§ **YOUR GOAL**
After reading the data below, copy out every line that contains the word "wearing".

[Image point grounding data]
################
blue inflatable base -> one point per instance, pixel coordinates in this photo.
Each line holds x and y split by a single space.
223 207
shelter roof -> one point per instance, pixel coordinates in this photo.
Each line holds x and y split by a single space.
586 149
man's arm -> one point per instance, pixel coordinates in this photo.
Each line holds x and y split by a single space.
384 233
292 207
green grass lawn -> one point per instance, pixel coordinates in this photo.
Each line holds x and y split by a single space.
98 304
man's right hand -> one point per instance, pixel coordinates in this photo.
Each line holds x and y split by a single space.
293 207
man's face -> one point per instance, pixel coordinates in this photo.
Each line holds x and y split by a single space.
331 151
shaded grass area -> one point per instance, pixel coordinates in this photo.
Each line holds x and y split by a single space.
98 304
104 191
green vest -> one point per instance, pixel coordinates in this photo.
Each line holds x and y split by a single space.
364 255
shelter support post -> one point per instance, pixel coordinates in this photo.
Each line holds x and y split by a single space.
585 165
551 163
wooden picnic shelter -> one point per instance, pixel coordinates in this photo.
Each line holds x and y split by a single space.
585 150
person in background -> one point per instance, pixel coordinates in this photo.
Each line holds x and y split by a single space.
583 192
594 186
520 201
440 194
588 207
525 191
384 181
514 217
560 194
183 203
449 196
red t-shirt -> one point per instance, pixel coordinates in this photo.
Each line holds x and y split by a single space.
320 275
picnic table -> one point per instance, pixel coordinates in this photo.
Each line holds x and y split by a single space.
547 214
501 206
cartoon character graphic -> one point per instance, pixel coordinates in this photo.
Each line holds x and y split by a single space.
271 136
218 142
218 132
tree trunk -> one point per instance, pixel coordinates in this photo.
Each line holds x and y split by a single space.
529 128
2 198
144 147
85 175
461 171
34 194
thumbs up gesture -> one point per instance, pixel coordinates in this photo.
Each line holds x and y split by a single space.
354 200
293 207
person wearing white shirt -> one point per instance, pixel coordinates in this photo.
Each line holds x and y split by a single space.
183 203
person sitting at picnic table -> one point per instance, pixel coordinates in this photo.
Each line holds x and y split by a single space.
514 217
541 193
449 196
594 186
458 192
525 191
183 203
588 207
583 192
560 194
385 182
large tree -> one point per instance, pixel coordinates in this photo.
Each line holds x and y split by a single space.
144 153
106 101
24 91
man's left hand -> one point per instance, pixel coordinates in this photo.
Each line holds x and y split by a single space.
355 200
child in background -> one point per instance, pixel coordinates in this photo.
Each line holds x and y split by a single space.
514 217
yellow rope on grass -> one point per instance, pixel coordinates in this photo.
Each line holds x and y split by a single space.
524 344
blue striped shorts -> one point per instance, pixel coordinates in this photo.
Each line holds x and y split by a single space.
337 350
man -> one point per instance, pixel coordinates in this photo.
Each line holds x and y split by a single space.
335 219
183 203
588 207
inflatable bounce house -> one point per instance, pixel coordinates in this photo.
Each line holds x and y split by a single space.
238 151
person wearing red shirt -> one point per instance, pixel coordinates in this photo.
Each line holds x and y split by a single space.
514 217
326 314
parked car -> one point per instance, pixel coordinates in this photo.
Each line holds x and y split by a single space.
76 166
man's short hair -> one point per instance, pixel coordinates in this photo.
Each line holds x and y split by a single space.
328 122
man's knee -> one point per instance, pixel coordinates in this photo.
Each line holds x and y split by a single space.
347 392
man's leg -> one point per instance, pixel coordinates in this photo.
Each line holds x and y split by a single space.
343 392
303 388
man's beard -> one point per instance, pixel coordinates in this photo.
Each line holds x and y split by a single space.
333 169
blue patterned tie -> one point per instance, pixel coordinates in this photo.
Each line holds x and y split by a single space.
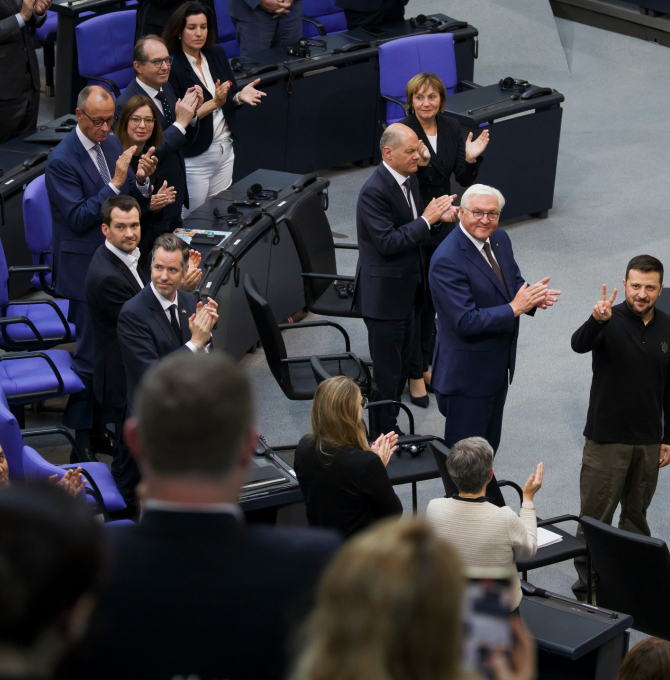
102 164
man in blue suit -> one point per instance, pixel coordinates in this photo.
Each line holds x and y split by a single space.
84 170
479 294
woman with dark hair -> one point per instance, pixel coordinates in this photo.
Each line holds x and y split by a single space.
342 477
138 126
190 37
443 152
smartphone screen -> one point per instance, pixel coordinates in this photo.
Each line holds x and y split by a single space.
486 613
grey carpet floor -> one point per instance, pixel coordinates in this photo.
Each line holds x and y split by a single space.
609 205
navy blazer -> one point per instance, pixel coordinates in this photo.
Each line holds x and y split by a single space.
390 259
182 76
476 327
76 193
109 285
146 336
170 153
198 594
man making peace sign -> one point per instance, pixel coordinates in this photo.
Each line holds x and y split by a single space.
626 442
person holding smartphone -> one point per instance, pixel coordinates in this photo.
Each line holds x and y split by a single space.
485 535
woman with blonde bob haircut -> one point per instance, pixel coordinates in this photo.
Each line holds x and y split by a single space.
342 477
389 608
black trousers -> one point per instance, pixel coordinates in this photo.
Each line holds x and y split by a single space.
390 345
388 12
19 115
475 417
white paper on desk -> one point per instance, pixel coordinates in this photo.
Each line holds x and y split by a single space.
546 537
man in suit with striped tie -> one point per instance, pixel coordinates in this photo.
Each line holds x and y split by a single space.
84 170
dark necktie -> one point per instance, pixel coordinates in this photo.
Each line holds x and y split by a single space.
167 111
494 265
174 323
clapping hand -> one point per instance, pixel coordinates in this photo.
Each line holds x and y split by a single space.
602 310
250 95
164 196
424 152
146 165
474 149
385 445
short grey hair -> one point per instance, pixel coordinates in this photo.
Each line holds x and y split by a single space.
172 244
89 90
482 190
393 136
469 464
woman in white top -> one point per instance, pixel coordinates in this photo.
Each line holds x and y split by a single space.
484 534
190 36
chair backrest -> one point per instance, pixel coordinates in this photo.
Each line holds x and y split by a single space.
632 575
400 60
37 225
269 333
11 440
226 29
324 11
310 230
105 47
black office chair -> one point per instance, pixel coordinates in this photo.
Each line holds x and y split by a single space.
632 575
566 549
313 239
294 374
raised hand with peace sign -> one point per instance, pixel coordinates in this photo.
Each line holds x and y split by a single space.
602 310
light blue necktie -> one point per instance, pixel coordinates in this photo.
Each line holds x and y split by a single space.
102 164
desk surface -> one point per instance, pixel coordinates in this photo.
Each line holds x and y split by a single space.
568 629
483 104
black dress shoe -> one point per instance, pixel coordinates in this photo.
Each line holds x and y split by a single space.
87 456
420 401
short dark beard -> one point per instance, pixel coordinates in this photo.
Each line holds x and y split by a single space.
643 312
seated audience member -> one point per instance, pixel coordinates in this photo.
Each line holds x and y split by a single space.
197 592
72 481
648 660
191 37
83 171
484 534
175 116
162 319
52 553
389 606
138 126
342 477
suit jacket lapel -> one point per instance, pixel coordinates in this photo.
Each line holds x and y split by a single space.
161 317
477 259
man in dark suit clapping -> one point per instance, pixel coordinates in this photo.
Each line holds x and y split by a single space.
84 170
392 224
196 591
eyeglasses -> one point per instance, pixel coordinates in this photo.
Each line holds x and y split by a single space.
99 122
159 62
136 120
479 215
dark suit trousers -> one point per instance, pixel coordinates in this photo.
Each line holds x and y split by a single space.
80 407
389 11
19 115
390 345
475 417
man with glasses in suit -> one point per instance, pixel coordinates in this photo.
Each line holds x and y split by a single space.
83 171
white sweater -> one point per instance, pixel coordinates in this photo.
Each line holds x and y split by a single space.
486 535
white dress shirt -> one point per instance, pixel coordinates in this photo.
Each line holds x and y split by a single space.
401 181
151 92
145 188
480 245
129 259
166 304
221 129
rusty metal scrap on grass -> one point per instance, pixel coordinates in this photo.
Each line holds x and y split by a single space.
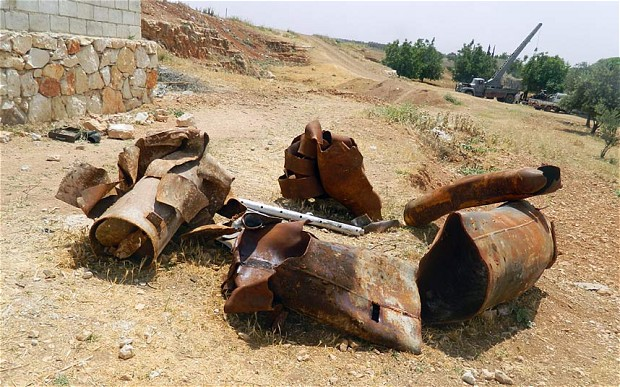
################
§ **RESULT FOR THIS TASK**
person wearing white shirt -> one point per instance, pixel coordinates in this photo.
person wearing red shirt -> one point per instance, pixel coordinates in this photo.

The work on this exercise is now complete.